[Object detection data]
# # # # # # #

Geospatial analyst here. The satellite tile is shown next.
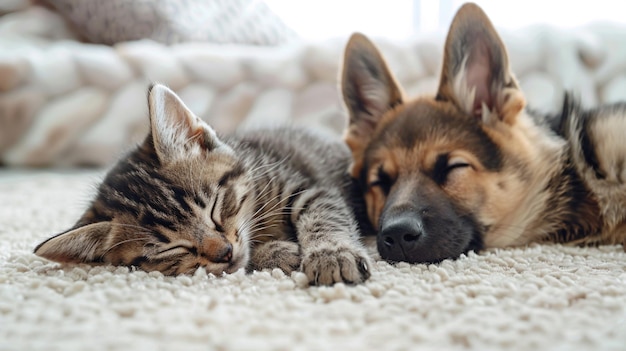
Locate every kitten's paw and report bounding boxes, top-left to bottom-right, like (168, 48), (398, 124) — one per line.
(300, 247), (370, 285)
(250, 240), (302, 274)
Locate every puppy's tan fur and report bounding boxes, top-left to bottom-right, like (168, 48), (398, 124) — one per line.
(341, 4), (626, 261)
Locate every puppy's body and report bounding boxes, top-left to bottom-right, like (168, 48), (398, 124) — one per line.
(342, 4), (626, 262)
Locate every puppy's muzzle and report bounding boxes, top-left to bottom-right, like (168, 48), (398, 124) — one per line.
(377, 212), (425, 262)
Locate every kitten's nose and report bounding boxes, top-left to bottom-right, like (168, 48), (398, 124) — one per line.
(202, 238), (233, 263)
(215, 243), (233, 263)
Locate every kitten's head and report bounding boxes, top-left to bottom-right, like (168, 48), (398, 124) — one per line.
(35, 85), (253, 274)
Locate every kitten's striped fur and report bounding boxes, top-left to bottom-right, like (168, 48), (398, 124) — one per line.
(35, 85), (369, 284)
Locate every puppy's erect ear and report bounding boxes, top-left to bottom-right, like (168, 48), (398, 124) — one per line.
(35, 222), (112, 263)
(148, 84), (220, 162)
(437, 3), (526, 124)
(341, 33), (402, 177)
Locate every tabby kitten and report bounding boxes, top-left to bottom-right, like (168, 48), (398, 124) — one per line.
(35, 85), (370, 284)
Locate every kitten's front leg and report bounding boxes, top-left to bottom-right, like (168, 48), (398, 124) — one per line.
(249, 240), (302, 274)
(291, 189), (370, 285)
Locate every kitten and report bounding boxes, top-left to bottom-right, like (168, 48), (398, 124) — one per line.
(35, 85), (370, 284)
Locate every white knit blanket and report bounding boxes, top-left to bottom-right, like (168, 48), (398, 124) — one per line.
(0, 170), (626, 351)
(0, 6), (626, 167)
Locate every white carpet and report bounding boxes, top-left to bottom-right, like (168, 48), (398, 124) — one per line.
(0, 171), (626, 351)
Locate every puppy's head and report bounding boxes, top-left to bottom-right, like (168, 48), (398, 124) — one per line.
(341, 4), (532, 262)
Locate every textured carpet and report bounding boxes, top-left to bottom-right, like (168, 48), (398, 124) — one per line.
(0, 170), (626, 350)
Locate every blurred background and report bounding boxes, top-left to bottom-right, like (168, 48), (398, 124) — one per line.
(0, 0), (626, 169)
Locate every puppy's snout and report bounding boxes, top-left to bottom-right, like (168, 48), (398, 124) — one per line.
(378, 214), (424, 261)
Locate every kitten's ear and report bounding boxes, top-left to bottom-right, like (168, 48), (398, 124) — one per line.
(437, 3), (526, 124)
(341, 33), (403, 177)
(35, 222), (112, 263)
(148, 84), (220, 161)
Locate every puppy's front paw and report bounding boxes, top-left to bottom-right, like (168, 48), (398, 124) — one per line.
(300, 247), (370, 285)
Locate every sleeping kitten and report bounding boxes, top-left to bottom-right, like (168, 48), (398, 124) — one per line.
(35, 85), (369, 284)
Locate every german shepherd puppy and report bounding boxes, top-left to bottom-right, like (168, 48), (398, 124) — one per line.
(341, 4), (626, 262)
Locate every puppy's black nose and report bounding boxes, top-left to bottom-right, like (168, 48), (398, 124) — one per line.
(378, 215), (424, 261)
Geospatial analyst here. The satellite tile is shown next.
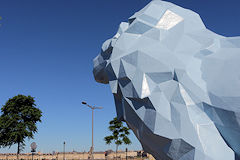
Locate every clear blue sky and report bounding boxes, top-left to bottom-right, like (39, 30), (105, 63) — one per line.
(0, 0), (240, 153)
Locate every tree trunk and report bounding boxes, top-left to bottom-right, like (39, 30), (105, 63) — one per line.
(116, 145), (118, 160)
(17, 142), (20, 160)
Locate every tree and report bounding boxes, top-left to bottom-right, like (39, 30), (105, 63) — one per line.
(104, 117), (132, 157)
(0, 95), (42, 158)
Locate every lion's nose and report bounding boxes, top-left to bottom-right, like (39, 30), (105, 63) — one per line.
(93, 55), (109, 84)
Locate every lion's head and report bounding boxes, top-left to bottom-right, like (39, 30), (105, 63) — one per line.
(93, 0), (240, 160)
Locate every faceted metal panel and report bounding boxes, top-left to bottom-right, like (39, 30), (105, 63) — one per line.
(93, 0), (240, 160)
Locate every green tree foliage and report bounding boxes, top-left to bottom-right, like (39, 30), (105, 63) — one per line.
(104, 117), (132, 155)
(0, 95), (42, 157)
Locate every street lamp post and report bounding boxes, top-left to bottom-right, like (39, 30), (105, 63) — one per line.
(82, 102), (103, 159)
(63, 141), (66, 160)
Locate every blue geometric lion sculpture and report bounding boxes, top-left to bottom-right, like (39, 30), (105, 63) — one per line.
(93, 0), (240, 160)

# # # # # # #

Reproduce the listing with "Locate every" replaced by "Identify each" everywhere, changing nothing else and leaving out the pictures.

# Task output:
Geospatial analyst here. The satellite tile is shown next.
Identify each kitten's paw and report bounding boxes, top-left to bottom-right, like (168, 48), (398, 124) — one per line.
(300, 247), (370, 285)
(250, 240), (302, 274)
Identify each puppy's tan fur and report bounding boxes, top-left to bottom-right, like (168, 48), (398, 124) — one per line.
(341, 4), (626, 261)
Identify each puppy's body and report bounding boxes, top-left to bottom-right, like (168, 48), (398, 124) — one per line.
(342, 4), (626, 262)
Identify each puppy's muzzle and report bounding boxes, top-left to bottom-right, like (168, 48), (398, 124) — one per line.
(377, 212), (425, 262)
Identify each kitten's nose and report bounding boxes, top-left to bottom-right, like (168, 48), (398, 124) — one per line.
(202, 238), (233, 263)
(215, 243), (233, 263)
Identify each kitten's head and report bounding boxes, top-left to bottom-right, like (168, 48), (398, 124) — one per line.
(35, 85), (253, 274)
Identify each kitten's striped fur and report bounding boxes, top-left to bottom-right, like (168, 48), (398, 124) — one per line.
(35, 85), (369, 284)
Identify each puppy's erect ear and report bounding boxes, top-left to bottom-right, like (168, 48), (398, 124) — one per line.
(35, 222), (112, 263)
(148, 84), (220, 162)
(437, 3), (526, 124)
(341, 33), (402, 177)
Identify each tabby kitten and report bounding boxes, top-left to bottom-right, like (168, 48), (398, 124) — one per line.
(35, 85), (370, 284)
Identify each kitten's front leg and report bounding boxes, top-left to bottom-right, like (168, 48), (398, 124) — one per line.
(249, 240), (302, 274)
(291, 189), (370, 285)
Identify each kitten and report bounding boxes, top-left to bottom-right, like (168, 48), (398, 124) — one per line.
(35, 85), (370, 284)
Identify each white knit blanket and report bounding boxes, top-left to bottom-right, like (168, 48), (398, 124) — one per line.
(0, 170), (626, 351)
(0, 6), (626, 167)
Identify each white carpet and report bounding boxes, top-left to bottom-right, like (168, 48), (398, 124) — one per line.
(0, 171), (626, 351)
Identify each puppy's head and report bounding boxes, top-left to bottom-right, like (168, 48), (398, 124) — one per line.
(341, 4), (532, 262)
Identify each textured carpet and report bounding boxes, top-left to bottom-right, like (168, 48), (398, 124) — one per line.
(0, 170), (626, 350)
Identify each blurred background and report bounding boxes, top-left to bottom-right, like (168, 48), (398, 124) — one per line.
(0, 0), (626, 169)
Identify each puppy's snout and report bounding boxes, top-left to bottom-right, like (168, 48), (398, 124) — one per line.
(378, 214), (424, 261)
Identify each kitten's ear and report bounding boxes, top-left to bottom-right, like (168, 48), (398, 124) — one per line.
(437, 3), (526, 124)
(341, 33), (403, 177)
(35, 222), (112, 263)
(148, 84), (220, 161)
Identify each puppy's front paw and report bounding boxes, top-left to bottom-right, like (168, 48), (398, 124) — one per line.
(300, 247), (370, 285)
Identify each sleeping kitten and report bounding boxes, top-left to bottom-right, like (168, 48), (398, 124) — one per line.
(35, 85), (369, 284)
Identify each german shepherd puppy and report bounding boxes, top-left to bottom-right, like (168, 48), (398, 124) — one per line.
(341, 4), (626, 262)
Identify each puppy's black nose and report bounding boxes, top-left to bottom-right, like (168, 48), (398, 124) — one per line.
(378, 215), (424, 261)
Geospatial analyst here. The satellite tile is shown next.
Identify each clear blue sky and report bounding boxes, top-left to bottom-right, like (39, 30), (105, 63) — one per line.
(0, 0), (240, 153)
Identify each tree trunk and report bounding boxes, top-left to bottom-right, like (39, 30), (105, 63) — one per line.
(116, 145), (118, 160)
(17, 142), (20, 160)
Identify each tree and report bounding boxes, top-left to bottom-right, like (39, 30), (105, 63) — one per line.
(104, 117), (132, 157)
(0, 95), (42, 158)
Identify each lion's nose and report bounding boxes, top-left to bottom-right, like (39, 30), (105, 63) — one per line.
(93, 55), (109, 84)
Identify each lion's head and report bounding boxes, top-left to bottom-right, like (39, 30), (105, 63) — one per line.
(93, 0), (240, 160)
Identify each faceted metal panel and report bounding boxes, top-left to bottom-right, like (39, 30), (105, 63) — one per line.
(93, 0), (240, 160)
Identify each green tree foliage and report bounding boxes, top-left to bottom-right, like (39, 30), (105, 63) — one per line.
(104, 117), (132, 155)
(0, 95), (42, 157)
Identify each street lamp post and report bounding boxes, top-left to bottom-right, like (39, 30), (105, 63) — one per line.
(82, 102), (103, 159)
(63, 141), (66, 160)
Identify each blue geometric lion sculpture and report bounding boxes, top-left to bottom-right, like (39, 30), (105, 63) — one per line.
(93, 0), (240, 160)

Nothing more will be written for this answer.